▶ **YOUR TASK**:
Can the lines below, from the one that holds "Roster-mapping task: tag the blurred branch" to the very end, be echoed exactly, with both ends included and no pictures?

▶ **EXERCISE DATA**:
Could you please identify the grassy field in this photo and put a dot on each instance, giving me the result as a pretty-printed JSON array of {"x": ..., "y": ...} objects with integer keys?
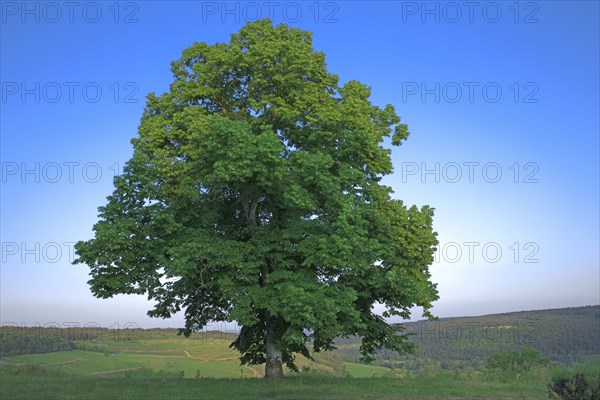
[
  {"x": 19, "y": 386},
  {"x": 166, "y": 366},
  {"x": 206, "y": 356}
]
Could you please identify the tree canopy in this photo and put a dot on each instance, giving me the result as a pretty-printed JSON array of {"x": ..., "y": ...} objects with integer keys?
[{"x": 254, "y": 195}]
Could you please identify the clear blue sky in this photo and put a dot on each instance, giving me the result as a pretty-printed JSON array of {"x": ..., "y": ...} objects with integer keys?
[{"x": 502, "y": 101}]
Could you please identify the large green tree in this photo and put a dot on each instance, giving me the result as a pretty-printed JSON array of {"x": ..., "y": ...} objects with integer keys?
[{"x": 253, "y": 195}]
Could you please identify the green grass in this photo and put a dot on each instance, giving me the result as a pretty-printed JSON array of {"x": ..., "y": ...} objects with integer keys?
[
  {"x": 303, "y": 387},
  {"x": 365, "y": 371},
  {"x": 150, "y": 368}
]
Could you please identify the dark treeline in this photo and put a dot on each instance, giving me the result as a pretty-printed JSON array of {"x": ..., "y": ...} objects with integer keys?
[{"x": 563, "y": 335}]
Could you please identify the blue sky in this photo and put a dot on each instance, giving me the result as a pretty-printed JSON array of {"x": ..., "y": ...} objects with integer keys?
[{"x": 502, "y": 101}]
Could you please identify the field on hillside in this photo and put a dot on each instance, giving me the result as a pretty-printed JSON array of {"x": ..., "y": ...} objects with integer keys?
[
  {"x": 159, "y": 364},
  {"x": 23, "y": 386},
  {"x": 202, "y": 355}
]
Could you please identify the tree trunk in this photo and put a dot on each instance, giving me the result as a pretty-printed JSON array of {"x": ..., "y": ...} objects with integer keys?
[{"x": 274, "y": 367}]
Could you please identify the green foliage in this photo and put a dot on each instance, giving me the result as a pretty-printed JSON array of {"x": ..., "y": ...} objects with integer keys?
[
  {"x": 574, "y": 387},
  {"x": 564, "y": 336},
  {"x": 253, "y": 195}
]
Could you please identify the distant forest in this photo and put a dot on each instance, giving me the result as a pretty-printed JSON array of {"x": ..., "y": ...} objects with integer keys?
[{"x": 565, "y": 335}]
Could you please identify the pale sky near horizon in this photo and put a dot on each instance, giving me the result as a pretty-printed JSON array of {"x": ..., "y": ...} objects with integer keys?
[{"x": 501, "y": 98}]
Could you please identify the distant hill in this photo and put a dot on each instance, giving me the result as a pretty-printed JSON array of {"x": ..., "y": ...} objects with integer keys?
[{"x": 564, "y": 335}]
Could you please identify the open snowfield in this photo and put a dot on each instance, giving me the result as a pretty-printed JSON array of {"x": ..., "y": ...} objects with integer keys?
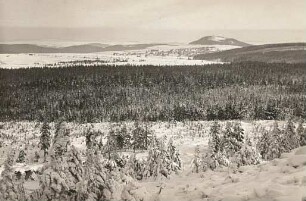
[
  {"x": 156, "y": 55},
  {"x": 281, "y": 179}
]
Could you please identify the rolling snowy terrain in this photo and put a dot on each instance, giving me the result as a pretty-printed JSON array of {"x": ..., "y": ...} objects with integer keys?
[{"x": 171, "y": 54}]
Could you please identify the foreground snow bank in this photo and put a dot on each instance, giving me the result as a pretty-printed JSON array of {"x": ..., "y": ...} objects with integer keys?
[{"x": 280, "y": 179}]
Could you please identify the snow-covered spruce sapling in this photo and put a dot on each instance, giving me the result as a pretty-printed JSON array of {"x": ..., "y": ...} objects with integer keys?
[
  {"x": 45, "y": 139},
  {"x": 301, "y": 132}
]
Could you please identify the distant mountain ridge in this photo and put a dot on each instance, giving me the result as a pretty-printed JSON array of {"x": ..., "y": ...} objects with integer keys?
[
  {"x": 218, "y": 40},
  {"x": 85, "y": 48},
  {"x": 283, "y": 52}
]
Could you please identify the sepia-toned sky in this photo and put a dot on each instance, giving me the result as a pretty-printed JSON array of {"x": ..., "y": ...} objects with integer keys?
[{"x": 257, "y": 21}]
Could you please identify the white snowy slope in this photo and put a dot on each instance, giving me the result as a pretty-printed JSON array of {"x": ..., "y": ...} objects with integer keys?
[{"x": 176, "y": 54}]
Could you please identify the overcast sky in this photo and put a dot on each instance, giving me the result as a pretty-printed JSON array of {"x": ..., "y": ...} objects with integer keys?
[{"x": 258, "y": 21}]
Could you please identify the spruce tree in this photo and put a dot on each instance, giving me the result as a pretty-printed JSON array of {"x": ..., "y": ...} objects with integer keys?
[
  {"x": 301, "y": 132},
  {"x": 21, "y": 157},
  {"x": 10, "y": 188},
  {"x": 276, "y": 147},
  {"x": 290, "y": 137},
  {"x": 215, "y": 141},
  {"x": 45, "y": 139},
  {"x": 61, "y": 140}
]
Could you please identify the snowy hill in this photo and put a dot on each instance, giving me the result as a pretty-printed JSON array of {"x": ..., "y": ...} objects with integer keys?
[{"x": 218, "y": 40}]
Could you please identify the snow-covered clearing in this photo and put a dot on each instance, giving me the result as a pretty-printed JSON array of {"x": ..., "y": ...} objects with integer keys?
[
  {"x": 157, "y": 55},
  {"x": 280, "y": 179}
]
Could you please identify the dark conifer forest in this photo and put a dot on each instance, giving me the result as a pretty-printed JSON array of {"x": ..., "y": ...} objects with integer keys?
[{"x": 154, "y": 93}]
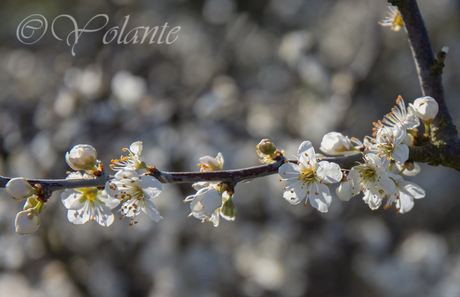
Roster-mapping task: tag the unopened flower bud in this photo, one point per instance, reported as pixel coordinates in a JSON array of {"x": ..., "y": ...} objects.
[
  {"x": 334, "y": 143},
  {"x": 30, "y": 203},
  {"x": 19, "y": 189},
  {"x": 426, "y": 108},
  {"x": 228, "y": 209},
  {"x": 27, "y": 221},
  {"x": 266, "y": 147},
  {"x": 81, "y": 157},
  {"x": 208, "y": 163}
]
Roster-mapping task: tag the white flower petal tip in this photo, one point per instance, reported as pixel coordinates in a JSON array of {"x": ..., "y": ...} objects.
[
  {"x": 306, "y": 180},
  {"x": 88, "y": 204},
  {"x": 426, "y": 108},
  {"x": 135, "y": 194},
  {"x": 81, "y": 157},
  {"x": 400, "y": 116},
  {"x": 208, "y": 163},
  {"x": 344, "y": 191},
  {"x": 393, "y": 20},
  {"x": 373, "y": 177},
  {"x": 335, "y": 143},
  {"x": 404, "y": 194},
  {"x": 389, "y": 144},
  {"x": 27, "y": 221}
]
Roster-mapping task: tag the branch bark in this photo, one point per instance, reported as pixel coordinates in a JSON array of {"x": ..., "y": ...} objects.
[
  {"x": 445, "y": 146},
  {"x": 230, "y": 176}
]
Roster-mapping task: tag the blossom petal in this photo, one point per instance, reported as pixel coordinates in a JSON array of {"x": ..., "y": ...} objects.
[
  {"x": 69, "y": 196},
  {"x": 105, "y": 216},
  {"x": 295, "y": 192},
  {"x": 320, "y": 197},
  {"x": 136, "y": 147},
  {"x": 385, "y": 183},
  {"x": 344, "y": 191},
  {"x": 329, "y": 172},
  {"x": 126, "y": 174},
  {"x": 405, "y": 202},
  {"x": 289, "y": 171},
  {"x": 151, "y": 210},
  {"x": 150, "y": 186},
  {"x": 412, "y": 189},
  {"x": 109, "y": 201},
  {"x": 305, "y": 146},
  {"x": 372, "y": 197},
  {"x": 400, "y": 153}
]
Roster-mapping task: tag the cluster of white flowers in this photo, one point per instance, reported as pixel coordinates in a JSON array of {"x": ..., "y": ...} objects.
[
  {"x": 378, "y": 177},
  {"x": 212, "y": 199}
]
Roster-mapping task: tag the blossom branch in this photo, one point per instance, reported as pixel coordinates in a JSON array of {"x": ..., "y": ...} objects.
[
  {"x": 445, "y": 148},
  {"x": 229, "y": 176}
]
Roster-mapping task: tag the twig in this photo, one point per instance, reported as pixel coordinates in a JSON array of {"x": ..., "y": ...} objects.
[
  {"x": 445, "y": 147},
  {"x": 229, "y": 176}
]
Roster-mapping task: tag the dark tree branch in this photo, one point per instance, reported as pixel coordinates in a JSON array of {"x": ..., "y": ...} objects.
[
  {"x": 230, "y": 176},
  {"x": 445, "y": 147}
]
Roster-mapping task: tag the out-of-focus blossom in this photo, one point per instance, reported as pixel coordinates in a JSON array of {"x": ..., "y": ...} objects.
[
  {"x": 27, "y": 221},
  {"x": 426, "y": 108},
  {"x": 81, "y": 157}
]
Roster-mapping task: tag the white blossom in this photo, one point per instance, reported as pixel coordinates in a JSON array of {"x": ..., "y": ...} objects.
[
  {"x": 373, "y": 179},
  {"x": 388, "y": 143},
  {"x": 400, "y": 116},
  {"x": 27, "y": 221},
  {"x": 208, "y": 163},
  {"x": 136, "y": 194},
  {"x": 335, "y": 143},
  {"x": 343, "y": 191},
  {"x": 307, "y": 179},
  {"x": 81, "y": 157},
  {"x": 19, "y": 189},
  {"x": 85, "y": 204},
  {"x": 204, "y": 204},
  {"x": 404, "y": 194},
  {"x": 426, "y": 108},
  {"x": 393, "y": 19},
  {"x": 134, "y": 160}
]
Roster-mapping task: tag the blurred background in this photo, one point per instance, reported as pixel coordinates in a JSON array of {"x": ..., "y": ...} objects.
[{"x": 240, "y": 71}]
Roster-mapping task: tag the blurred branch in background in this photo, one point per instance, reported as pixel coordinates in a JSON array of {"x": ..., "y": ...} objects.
[{"x": 291, "y": 63}]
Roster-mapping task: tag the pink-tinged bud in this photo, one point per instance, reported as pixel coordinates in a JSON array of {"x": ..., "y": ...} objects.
[
  {"x": 19, "y": 189},
  {"x": 334, "y": 143},
  {"x": 208, "y": 163},
  {"x": 27, "y": 221},
  {"x": 426, "y": 108},
  {"x": 266, "y": 147},
  {"x": 81, "y": 157}
]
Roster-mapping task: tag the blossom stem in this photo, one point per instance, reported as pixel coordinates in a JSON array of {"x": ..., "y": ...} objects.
[{"x": 232, "y": 177}]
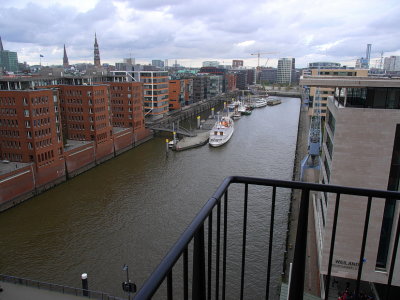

▶ **REPLY**:
Roster-mapping task: tag the blurred branch in background in this photo, one point per instance, reported as pixel coordinates in a JSON array of {"x": ..., "y": ...} objects.
[{"x": 291, "y": 63}]
Roster-mapping task: tag the pink-tinged bud in this photo, one point per instance, reported as pixel coordinates in a JSON array of {"x": ..., "y": ...} objects.
[
  {"x": 19, "y": 189},
  {"x": 334, "y": 143},
  {"x": 208, "y": 163},
  {"x": 27, "y": 221},
  {"x": 426, "y": 108},
  {"x": 266, "y": 147},
  {"x": 81, "y": 157}
]
Roster-mapping task: tag the blossom stem in this photo, one point per instance, reported as pixel coordinates in a JSON array of {"x": ..., "y": ...} objects.
[{"x": 232, "y": 177}]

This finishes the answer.